## START SUPPLIED DATA
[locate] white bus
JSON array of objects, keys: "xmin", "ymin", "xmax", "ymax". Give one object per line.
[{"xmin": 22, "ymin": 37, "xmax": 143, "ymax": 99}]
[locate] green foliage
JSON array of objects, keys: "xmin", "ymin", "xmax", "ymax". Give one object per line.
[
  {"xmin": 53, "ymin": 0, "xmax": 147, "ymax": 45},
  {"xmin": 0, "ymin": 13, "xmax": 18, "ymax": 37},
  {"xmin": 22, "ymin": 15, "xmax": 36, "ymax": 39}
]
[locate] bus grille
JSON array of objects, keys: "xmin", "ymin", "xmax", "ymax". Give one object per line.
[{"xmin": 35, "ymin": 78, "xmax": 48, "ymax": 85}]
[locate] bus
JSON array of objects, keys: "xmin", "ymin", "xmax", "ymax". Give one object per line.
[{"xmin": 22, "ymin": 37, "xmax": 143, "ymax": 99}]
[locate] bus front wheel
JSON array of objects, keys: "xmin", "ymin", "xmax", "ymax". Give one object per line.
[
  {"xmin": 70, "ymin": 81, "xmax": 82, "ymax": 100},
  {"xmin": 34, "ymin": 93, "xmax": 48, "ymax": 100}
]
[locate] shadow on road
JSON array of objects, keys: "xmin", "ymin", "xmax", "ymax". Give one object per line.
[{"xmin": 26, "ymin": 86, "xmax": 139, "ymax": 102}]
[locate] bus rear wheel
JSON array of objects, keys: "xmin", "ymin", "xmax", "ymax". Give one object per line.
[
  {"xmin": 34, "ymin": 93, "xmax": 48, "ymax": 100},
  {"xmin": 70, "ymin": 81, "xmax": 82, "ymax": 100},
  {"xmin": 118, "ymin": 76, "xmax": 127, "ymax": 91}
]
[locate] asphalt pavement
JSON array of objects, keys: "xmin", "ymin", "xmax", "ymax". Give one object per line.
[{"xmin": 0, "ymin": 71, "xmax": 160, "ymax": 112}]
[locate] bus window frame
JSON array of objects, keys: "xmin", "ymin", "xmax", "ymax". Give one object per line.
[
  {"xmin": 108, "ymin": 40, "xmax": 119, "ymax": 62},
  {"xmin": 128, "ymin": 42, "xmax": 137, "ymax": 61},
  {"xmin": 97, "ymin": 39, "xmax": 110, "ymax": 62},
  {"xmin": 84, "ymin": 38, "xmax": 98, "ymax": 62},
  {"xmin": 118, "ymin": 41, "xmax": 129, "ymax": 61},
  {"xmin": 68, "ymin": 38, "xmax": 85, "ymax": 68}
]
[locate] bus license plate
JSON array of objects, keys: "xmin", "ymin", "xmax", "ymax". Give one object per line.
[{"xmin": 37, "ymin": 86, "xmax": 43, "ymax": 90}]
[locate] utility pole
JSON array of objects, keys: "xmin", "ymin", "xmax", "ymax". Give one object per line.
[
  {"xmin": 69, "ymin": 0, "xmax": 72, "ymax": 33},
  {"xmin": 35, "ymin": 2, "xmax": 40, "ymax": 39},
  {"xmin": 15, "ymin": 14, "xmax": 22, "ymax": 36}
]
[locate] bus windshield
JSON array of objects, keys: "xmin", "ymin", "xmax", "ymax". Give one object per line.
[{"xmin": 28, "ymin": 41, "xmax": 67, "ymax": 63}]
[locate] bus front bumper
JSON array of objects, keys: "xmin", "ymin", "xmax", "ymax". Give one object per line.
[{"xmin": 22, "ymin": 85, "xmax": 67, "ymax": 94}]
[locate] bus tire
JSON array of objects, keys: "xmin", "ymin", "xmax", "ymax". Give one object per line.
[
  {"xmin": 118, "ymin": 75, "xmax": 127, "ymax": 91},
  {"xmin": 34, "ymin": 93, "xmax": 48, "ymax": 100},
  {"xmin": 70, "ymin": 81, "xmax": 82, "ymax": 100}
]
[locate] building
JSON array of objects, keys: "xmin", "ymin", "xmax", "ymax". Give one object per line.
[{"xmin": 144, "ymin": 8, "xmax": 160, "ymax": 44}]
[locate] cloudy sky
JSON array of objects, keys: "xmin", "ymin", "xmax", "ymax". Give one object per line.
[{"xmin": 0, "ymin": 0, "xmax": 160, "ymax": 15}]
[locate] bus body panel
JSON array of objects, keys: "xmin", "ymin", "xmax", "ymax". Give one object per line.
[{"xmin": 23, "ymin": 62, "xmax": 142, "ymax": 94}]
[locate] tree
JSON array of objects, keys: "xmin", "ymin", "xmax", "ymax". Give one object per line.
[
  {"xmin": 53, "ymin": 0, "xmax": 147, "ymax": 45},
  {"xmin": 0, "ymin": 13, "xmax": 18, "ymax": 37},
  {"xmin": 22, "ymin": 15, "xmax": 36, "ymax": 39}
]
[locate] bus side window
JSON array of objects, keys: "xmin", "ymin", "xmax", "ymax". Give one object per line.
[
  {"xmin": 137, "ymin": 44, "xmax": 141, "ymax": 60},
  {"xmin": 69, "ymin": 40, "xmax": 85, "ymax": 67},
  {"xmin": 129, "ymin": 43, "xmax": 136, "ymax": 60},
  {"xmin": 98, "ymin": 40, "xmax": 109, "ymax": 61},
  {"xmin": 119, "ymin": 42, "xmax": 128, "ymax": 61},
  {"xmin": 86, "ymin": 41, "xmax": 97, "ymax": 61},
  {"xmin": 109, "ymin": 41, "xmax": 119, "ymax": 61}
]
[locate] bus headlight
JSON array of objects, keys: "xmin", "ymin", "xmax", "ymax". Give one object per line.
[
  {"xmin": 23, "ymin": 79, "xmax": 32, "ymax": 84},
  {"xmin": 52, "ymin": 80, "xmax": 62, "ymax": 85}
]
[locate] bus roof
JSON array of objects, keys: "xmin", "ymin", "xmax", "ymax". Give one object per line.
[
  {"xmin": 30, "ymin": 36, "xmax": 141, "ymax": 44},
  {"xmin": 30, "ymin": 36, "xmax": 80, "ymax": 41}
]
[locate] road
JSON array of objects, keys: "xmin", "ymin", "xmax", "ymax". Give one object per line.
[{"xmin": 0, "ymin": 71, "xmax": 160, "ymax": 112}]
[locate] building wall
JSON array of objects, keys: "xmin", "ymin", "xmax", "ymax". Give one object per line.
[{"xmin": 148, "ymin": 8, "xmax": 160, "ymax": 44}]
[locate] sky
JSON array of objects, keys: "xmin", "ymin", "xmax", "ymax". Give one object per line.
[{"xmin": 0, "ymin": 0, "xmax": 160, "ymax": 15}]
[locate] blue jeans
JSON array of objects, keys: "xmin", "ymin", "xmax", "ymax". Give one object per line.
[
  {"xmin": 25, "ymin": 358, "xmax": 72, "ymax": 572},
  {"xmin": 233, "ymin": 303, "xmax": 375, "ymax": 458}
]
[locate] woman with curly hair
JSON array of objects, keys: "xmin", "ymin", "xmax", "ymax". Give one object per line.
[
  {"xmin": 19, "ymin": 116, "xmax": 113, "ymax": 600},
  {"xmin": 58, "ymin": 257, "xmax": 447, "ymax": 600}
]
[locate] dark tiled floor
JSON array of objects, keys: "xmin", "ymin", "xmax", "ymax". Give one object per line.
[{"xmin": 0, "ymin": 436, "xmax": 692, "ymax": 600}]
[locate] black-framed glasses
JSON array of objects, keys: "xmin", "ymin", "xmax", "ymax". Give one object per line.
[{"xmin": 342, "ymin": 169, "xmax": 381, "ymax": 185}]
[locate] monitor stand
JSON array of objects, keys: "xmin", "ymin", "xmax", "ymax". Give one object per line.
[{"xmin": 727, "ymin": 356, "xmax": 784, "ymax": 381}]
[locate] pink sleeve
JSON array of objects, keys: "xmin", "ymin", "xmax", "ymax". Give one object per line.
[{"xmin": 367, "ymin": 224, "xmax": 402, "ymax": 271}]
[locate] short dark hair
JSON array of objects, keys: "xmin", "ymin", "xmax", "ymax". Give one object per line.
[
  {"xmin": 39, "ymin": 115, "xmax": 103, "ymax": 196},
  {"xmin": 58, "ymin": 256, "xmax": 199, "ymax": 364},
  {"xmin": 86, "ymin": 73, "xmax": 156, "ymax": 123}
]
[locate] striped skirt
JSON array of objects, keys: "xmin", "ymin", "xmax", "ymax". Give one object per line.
## END SUPPLIED DATA
**PROBLEM**
Rewrite as a numbered list the part of the listing that opens with the line containing "[locate] striped skirt" and closes at the end of the listing, leaving out any blank lines.

**COMPLETED TASK**
1. [locate] striped skirt
2. JSON array of objects, keys: "xmin", "ymin", "xmax", "ymax". Give one object per line.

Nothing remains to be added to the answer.